**** Page extract
The West Block is adapted for mainly for commercial use with some residential units. The block contains buildings 4, 5, 6, 7, 8A, and 8B. It features a newly installed underground cistern for collecting and recycling greywater which then gets pumped out for lawn irrigation.

East Block

Building 1A

Dedicated for multi-purpose use for local, small businesses. All three levels will be restored.

Building 1B

All B buildings are adapted for residential use which previously served as the heavy manufacturing and industrial areas with heavy timber columns and beams. The B buildings wrap around 1C in a horseshoe shape.

Building 1B Northwest (1B-NW)

Dedicated for residential units. The roof collapsed due to rotten timbers in the early stage of construction. Roof is currently being restored.

Building 1C

Dedicated for 70,000 SF recreation center. Former heavy manufacturing line and industrial assembly space converted into full-size basketball court and multiple children’s play areas.

Building 1D

Dedicated for two-story lobby entrance off Center Street with residential units on third story. The original two-story structure had the roof and floor collapse prior to construction start causing a complete ground-up rebuild. During construction, the team added an additional story by underpinning the lower-level for the lobby entrance, yielding a three-story building.

Building 2A & 2B

Both buildings are large, two-story concrete structures with below-grade parking. Buildings are designated for residential units and feature large industrial windows. The top story features approximately 20’ ceilings with exposed 10’ tall structural steel roof trusses. Construction at both buildings progress simultaneously and are currently framing walls and installing rough MEPFPs. The team poured lightweight, self-leveling concrete flooring to correct the old, industrial, and uneven floors.

 

West Block

Building 4

Dedicated for daycare, multimedia production studio, dance studio, learning center, and vacant future tenant space. The building requires extensive restoration of the roof and masonry bearing walls. It is currently the only building on-site that is not fully enclosed.

Building 5

Dedicated for commercial laundry. Currently reviewing MEPFP layout and plan to confirm rough installation for commercial tenant.
********
# Complete the following
• a. Print the passage of the site description from "All B buildings" to "children’s play areas." word for word.
• b. In the site description, what caused the roof of Building 1B Northwest to collapse?
• c. Go on with the site description, starting after its last sentence.
**** Material supplied
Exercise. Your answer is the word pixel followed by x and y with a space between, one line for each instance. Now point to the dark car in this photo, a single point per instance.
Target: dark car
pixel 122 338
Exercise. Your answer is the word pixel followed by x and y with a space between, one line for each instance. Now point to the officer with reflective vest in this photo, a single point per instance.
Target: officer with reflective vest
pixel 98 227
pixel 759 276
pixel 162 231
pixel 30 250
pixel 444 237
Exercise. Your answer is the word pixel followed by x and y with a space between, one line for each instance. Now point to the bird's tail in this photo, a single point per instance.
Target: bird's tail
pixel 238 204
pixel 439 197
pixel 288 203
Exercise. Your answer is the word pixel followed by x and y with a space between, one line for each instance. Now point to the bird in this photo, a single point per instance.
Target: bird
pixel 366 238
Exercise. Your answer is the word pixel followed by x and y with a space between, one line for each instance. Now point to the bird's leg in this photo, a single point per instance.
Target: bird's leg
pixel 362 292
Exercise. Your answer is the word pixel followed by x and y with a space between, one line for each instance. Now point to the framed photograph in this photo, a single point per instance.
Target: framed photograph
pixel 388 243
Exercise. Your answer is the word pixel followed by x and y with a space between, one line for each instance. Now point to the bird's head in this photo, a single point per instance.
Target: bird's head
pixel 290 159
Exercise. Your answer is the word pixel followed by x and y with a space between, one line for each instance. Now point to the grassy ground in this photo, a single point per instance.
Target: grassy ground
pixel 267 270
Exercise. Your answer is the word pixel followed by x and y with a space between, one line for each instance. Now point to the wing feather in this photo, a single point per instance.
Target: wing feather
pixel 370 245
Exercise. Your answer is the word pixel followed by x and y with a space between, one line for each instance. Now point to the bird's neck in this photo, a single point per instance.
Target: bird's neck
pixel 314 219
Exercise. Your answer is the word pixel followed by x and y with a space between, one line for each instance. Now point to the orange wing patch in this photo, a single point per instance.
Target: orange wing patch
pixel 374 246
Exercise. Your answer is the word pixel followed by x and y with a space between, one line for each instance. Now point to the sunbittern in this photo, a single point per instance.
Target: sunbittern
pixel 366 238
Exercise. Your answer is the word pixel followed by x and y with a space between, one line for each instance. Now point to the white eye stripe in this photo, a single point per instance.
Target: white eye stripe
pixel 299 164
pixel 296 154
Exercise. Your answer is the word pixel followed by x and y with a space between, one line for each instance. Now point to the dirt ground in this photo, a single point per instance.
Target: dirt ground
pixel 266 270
********
# Written responses
• a.
All B buildings are adapted for residential use which previously served as the heavy manufacturing and industrial areas with heavy timber columns and beams. The B buildings wrap around 1C in a horseshoe shape.

Building 1B Northwest (1B-NW)

Dedicated for residential units. The roof collapsed due to rotten timbers in the early stage of construction. Roof is currently being restored.

Building 1C

Dedicated for 70,000 SF recreation center. Former heavy manufacturing line and industrial assembly space converted into full-size basketball court and multiple children’s play areas.

• b. The roof collapsed due to rotten timbers.

• c.
Building 6

Dedicated for two levels of residential units. Finish carpentry is starting in two weeks. Replaced existing windows with all new energy efficient windows. Construction is progressing simultaneously with Building 7.

Building 7

Dedicated for two levels of residential units. Finish carpentry is starting in two weeks. Replaced existing windows with all new energy efficient windows. Construction is progressing simultaneously with Building 6.

Building 8A

Dedicated for three levels of residential units. In the process of inspections for rough MEPFP installation on all levels. The upper two levels feature renovated existing wooden windows with the top floor featuring roof light monitors which are slanted peaked windows that protrude from the roof. The building overlooks a shared, enclosed courtyard with Building 8B.

Building 8B

Two levels of residential units. In process of completing hanging and finishing gypsum board. The building overlooks a shared, enclosed courtyard with Building 8A. The top floor also features roof light monitors similar to those on Building 8A.

 

We are incredibly proud of the hard work and dedication displayed by our project team on a daily basis. Their determination, team dynamics, and forethought on-site is a major contributing factor to the progression of the project, which is essential when construction a project of this magnitude. Historic renovations always present a certain measure of unknowns, yet the team remains vigilant and innovative. We would like to recognize Daniel Grams, Project Manager, Josh Bruesewitz, Project Manager, Gene Widenski, Superintendent, and Ryan Hermes, Project Engineer. The owner is Scott Crawford, Inc. and Roers Companies, and the architect is Continuum Architects + Planners.